* Exercise materials:
★ ★ ★ ★ ★ ★ ★
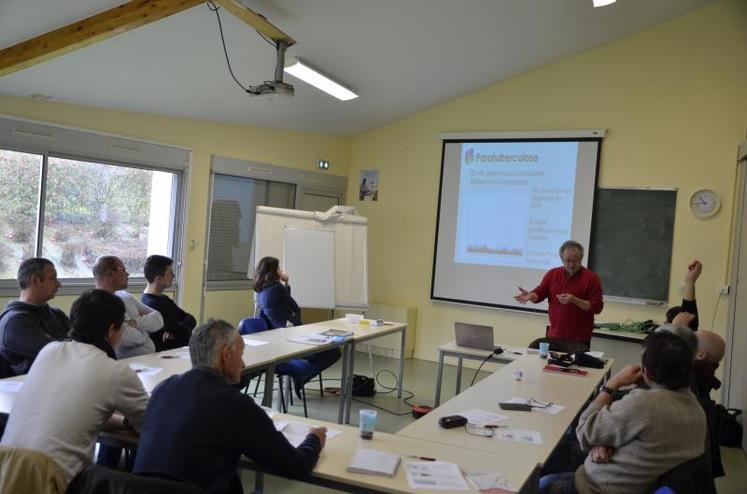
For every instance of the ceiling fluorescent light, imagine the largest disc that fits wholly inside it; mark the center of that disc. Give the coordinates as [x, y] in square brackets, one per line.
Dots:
[310, 75]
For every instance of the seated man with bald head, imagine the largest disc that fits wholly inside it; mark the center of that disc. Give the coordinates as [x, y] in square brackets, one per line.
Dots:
[710, 352]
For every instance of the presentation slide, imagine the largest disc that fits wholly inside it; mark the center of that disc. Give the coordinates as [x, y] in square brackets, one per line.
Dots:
[505, 207]
[515, 203]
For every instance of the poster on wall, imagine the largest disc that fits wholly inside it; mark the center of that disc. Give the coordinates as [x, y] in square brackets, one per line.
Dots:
[369, 186]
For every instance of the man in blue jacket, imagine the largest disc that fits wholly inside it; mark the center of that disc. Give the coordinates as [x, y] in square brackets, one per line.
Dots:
[29, 323]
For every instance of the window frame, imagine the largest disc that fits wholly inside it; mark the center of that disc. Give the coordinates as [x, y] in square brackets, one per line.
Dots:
[305, 181]
[71, 143]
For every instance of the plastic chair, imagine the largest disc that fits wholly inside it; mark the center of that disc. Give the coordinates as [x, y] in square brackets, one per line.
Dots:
[251, 325]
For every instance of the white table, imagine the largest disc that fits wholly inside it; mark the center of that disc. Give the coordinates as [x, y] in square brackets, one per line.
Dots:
[331, 471]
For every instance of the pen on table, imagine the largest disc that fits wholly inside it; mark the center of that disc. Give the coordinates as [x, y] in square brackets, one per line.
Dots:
[418, 457]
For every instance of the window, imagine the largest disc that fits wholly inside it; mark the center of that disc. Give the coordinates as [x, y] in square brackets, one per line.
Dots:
[232, 213]
[238, 188]
[71, 196]
[19, 200]
[92, 209]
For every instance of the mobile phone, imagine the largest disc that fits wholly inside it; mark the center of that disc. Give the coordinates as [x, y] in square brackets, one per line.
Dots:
[520, 407]
[451, 421]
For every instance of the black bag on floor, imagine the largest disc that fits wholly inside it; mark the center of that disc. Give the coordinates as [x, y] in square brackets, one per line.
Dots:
[363, 386]
[729, 430]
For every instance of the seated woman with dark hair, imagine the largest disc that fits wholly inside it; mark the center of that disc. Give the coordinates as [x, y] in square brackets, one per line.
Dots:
[276, 306]
[74, 387]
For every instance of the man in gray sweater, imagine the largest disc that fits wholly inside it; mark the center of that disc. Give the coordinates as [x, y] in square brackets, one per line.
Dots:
[634, 441]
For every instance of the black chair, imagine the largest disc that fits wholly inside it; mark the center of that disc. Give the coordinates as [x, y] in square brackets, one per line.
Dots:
[690, 477]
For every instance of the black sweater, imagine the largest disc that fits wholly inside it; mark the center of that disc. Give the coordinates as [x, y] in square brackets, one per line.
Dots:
[197, 427]
[176, 322]
[24, 330]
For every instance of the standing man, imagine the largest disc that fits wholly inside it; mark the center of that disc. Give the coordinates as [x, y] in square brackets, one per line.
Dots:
[177, 324]
[573, 293]
[29, 323]
[140, 320]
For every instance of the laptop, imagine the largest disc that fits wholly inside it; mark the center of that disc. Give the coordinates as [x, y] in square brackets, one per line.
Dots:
[474, 336]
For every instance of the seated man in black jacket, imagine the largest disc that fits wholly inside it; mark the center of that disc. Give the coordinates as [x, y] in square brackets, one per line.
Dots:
[711, 349]
[29, 323]
[177, 324]
[197, 425]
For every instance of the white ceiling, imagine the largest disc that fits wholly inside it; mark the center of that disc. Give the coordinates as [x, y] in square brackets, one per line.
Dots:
[401, 56]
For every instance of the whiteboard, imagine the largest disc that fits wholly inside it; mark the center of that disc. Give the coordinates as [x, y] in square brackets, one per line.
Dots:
[350, 283]
[310, 256]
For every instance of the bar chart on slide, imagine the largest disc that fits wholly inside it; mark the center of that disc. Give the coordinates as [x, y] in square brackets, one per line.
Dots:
[493, 229]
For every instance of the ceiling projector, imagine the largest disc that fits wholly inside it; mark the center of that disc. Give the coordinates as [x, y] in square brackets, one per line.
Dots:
[271, 88]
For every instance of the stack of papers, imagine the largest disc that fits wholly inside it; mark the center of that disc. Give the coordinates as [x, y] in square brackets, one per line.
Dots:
[371, 462]
[336, 332]
[490, 482]
[519, 436]
[251, 342]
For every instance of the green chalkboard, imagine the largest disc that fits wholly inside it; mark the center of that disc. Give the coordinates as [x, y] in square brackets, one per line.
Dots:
[631, 242]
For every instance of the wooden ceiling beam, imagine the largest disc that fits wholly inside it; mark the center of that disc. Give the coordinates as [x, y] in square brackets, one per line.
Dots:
[88, 31]
[257, 21]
★ ★ ★ ★ ★ ★ ★
* Requirement:
Please show every line of the material that contains the string "with".

* Output of the exercise:
For every instance of the seated man with bald head, imagine the largest disc that fits wholly inside it; mark the center of that disc. Give the coordinates as [x, y] in square brackets, one per line.
For every instance of the seated woman with dark hair, imagine the largest disc that fits wholly inside it; mark the center of that disc. Give the coordinates as [x, y] in square brackets, one per line.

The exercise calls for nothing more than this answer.